**Written problem:**
Every entry below should be printed exactly, without its images.
--- Begin ---
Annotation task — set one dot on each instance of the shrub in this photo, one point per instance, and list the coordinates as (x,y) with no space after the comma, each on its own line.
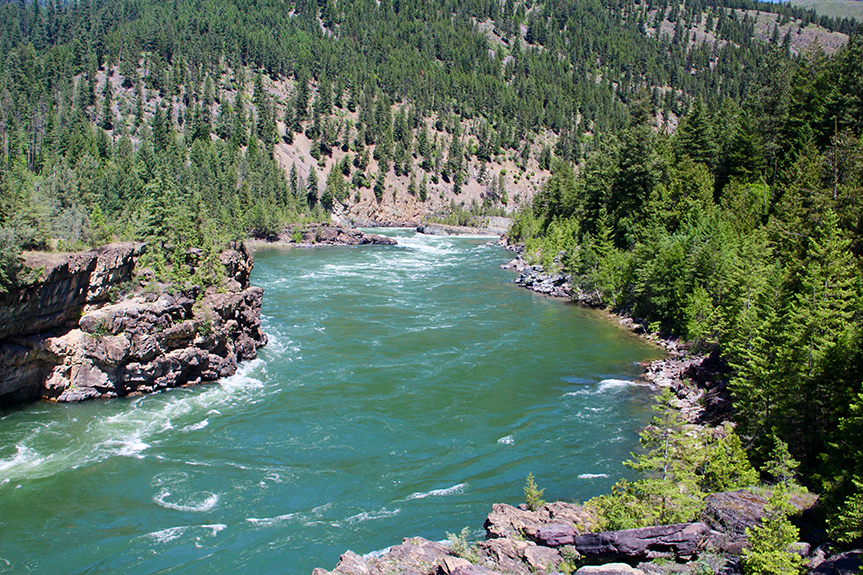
(770,543)
(533,494)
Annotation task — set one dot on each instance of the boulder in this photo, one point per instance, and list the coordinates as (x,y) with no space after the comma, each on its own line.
(507,554)
(556,534)
(475,570)
(848,563)
(542,558)
(568,518)
(681,540)
(609,569)
(140,344)
(730,513)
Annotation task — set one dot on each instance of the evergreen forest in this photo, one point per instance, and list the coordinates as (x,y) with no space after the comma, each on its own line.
(704,160)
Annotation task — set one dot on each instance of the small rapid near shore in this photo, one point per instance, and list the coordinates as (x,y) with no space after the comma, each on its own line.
(404,390)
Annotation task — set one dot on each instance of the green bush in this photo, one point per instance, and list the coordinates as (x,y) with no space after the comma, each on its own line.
(769,551)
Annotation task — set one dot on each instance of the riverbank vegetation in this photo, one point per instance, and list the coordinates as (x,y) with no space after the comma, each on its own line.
(743,232)
(176,123)
(706,163)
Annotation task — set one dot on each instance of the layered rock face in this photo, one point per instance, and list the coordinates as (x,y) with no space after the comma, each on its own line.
(63,340)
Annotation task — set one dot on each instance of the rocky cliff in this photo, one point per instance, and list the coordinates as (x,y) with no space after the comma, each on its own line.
(62,338)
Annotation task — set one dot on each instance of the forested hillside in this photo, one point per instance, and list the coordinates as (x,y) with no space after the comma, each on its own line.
(185,123)
(743,232)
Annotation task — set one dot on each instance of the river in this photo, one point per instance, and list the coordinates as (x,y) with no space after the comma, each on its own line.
(404,390)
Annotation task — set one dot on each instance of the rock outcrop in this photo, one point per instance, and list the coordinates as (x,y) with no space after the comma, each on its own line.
(558,538)
(677,541)
(67,342)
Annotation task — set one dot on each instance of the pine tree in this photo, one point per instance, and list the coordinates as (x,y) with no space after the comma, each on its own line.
(769,551)
(312,187)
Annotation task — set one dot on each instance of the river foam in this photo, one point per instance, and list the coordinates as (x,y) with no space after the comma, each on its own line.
(134,428)
(455,489)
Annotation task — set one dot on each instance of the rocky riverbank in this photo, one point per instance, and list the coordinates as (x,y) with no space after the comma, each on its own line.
(94,326)
(698,381)
(558,538)
(322,234)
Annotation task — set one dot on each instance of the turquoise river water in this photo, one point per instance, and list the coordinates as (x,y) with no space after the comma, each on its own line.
(404,390)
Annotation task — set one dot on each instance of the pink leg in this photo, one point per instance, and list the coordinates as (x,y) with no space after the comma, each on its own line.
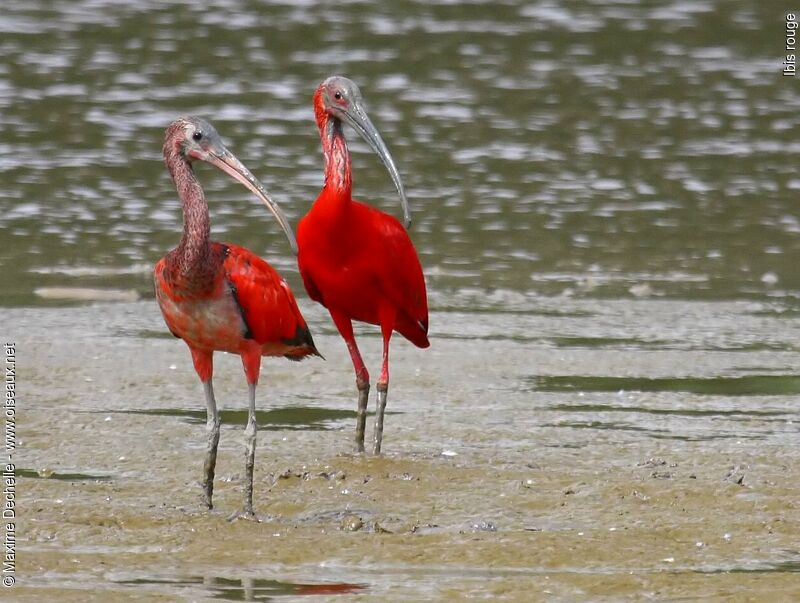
(251,360)
(383,388)
(204,365)
(345,327)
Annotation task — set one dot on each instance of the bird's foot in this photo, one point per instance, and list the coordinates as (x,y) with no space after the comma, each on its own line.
(247,514)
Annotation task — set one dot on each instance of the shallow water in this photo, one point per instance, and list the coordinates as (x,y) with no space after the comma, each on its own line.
(603,198)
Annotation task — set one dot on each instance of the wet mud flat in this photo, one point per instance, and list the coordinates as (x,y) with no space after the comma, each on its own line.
(542,449)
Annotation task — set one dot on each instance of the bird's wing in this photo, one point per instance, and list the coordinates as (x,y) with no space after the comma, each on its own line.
(268,307)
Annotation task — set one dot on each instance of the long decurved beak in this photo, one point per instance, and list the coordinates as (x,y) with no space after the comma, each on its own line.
(226,161)
(356,117)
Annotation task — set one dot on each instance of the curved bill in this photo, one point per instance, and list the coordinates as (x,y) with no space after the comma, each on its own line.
(228,163)
(356,117)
--- End ---
**Task answer:**
Annotation task — set one dot on each instance of the shrub in this photo, one point per instance, and list the coordinates as (x,y) with no space after the comma, each on its own line.
(770,543)
(533,494)
Annotation task — set one dot on each instance of the boulder in this photo, one point per instance, and list the coordinates as (x,y) with no space after the comma, each on its own line.
(507,554)
(556,534)
(475,570)
(848,563)
(542,558)
(568,518)
(681,540)
(609,569)
(140,344)
(730,513)
Annotation task — set one dot on each instance of the evergreen forest in this photo, one point per instance, and list the coordinates as (x,y) with no space after the comma, each on its own line.
(704,160)
Annotation task — set one dot on each instance of the small rapid near shore in this photo, one point per instance, and list the coordinates as (x,y) with no space after the comma, each on its own line.
(404,390)
Annotation task — set one dot on each instance of the green bush in this photo, one point per instance, and list the coordinates as (x,y) with no space after the comma, each on its own line.
(769,551)
Annotation task — set one dot on each instance of the riverbank vegetation in this photo, one point per instance, and list the coordinates as (x,y) with no space after the comma, each on its own line.
(743,232)
(176,123)
(706,163)
Annotation task — set one dot on each instance of the layered rock face in this photo, one point per instance, and list the coordinates as (x,y) with no space after the comma, each on its own line.
(63,340)
Annotation task — set one dot on each instance of the rocky cliff in this photo, one point per instance, and list the coordinates as (x,y) with no space after the comma, each on its own line.
(62,338)
Annotation task — set one dot on each instance of the forested hillside in this photo, one point per instance, and list the coordinates as (x,y) with no space after the comma, each on its own line.
(185,123)
(743,232)
Annotation task — set one dot on each instance of the river in this photo, one point per instance, and list the coordinates as (x,y) with no space after the comma, each on its own line.
(404,390)
Annotation task — set one dot on each instance of the rock outcrop in this photo, one point per instance, and list the coordinates as (x,y) with no space after the comma, each on its own line.
(558,538)
(677,541)
(67,342)
Annotation task — set one dot on each instance of the pine tree in this photo, one point per instance, and list the coordinates as (x,y) with no space after the comma, each on its own line.
(769,551)
(312,187)
Annotation task — set one dot on each instance of the river foam in this photo, one point per instance, and list the coordinates as (x,y) with no space after the comma, each on its own line.
(134,428)
(455,489)
Annotation task — set one dot on each instance of the rocky riverbank in this photo, one point per instance, and list the coordinates as (x,y) with no space after the comma, each on its own line.
(94,326)
(698,381)
(558,538)
(322,234)
Annotation task — set one dot on each instance of the turquoise river water in this photo, one point per instance, and list the coordinates as (x,y) with no space after the comma, each on its own line.
(404,390)
Annotation task — set one dot on each instance of the pink leg in this photo, one point per instance, and list the coordinates as (x,y) with no space after the comma, each on its own line.
(251,360)
(383,388)
(204,365)
(345,327)
Annotation task — set one dot on each instance of the bird's foot in this photo, one point per instance, and list the coordinates as (x,y) with no space after the comma, each on its own line.
(247,514)
Annotation task — set one dot on each instance of the shallow water in this photo, one point per instance, and list the coordinates as (x,y) with no space after the comma, each on its own line.
(603,198)
Annotation task — set one dot on each instance of the wet mud flat in this photo, one point per instance, and list the coordinates as (x,y) with no space after the comma, each on its own line.
(542,449)
Annotation task — set one dot on each instance of the bird's wing in this photo, one point per instance, and list the coordinates as (x,y) with no space after the comma, each on its own line.
(268,307)
Annotation task — set one dot on each instance of the long decurved beak in this photo, one point per instance, and list the coordinates as (x,y) with no space after the comma, each on its own line.
(226,161)
(356,117)
Annotation task — set one dot on each instance of the curved bill in this photo, one point per instance, and list the coordinates as (x,y) with no space after the comma, each on its own line.
(228,163)
(356,117)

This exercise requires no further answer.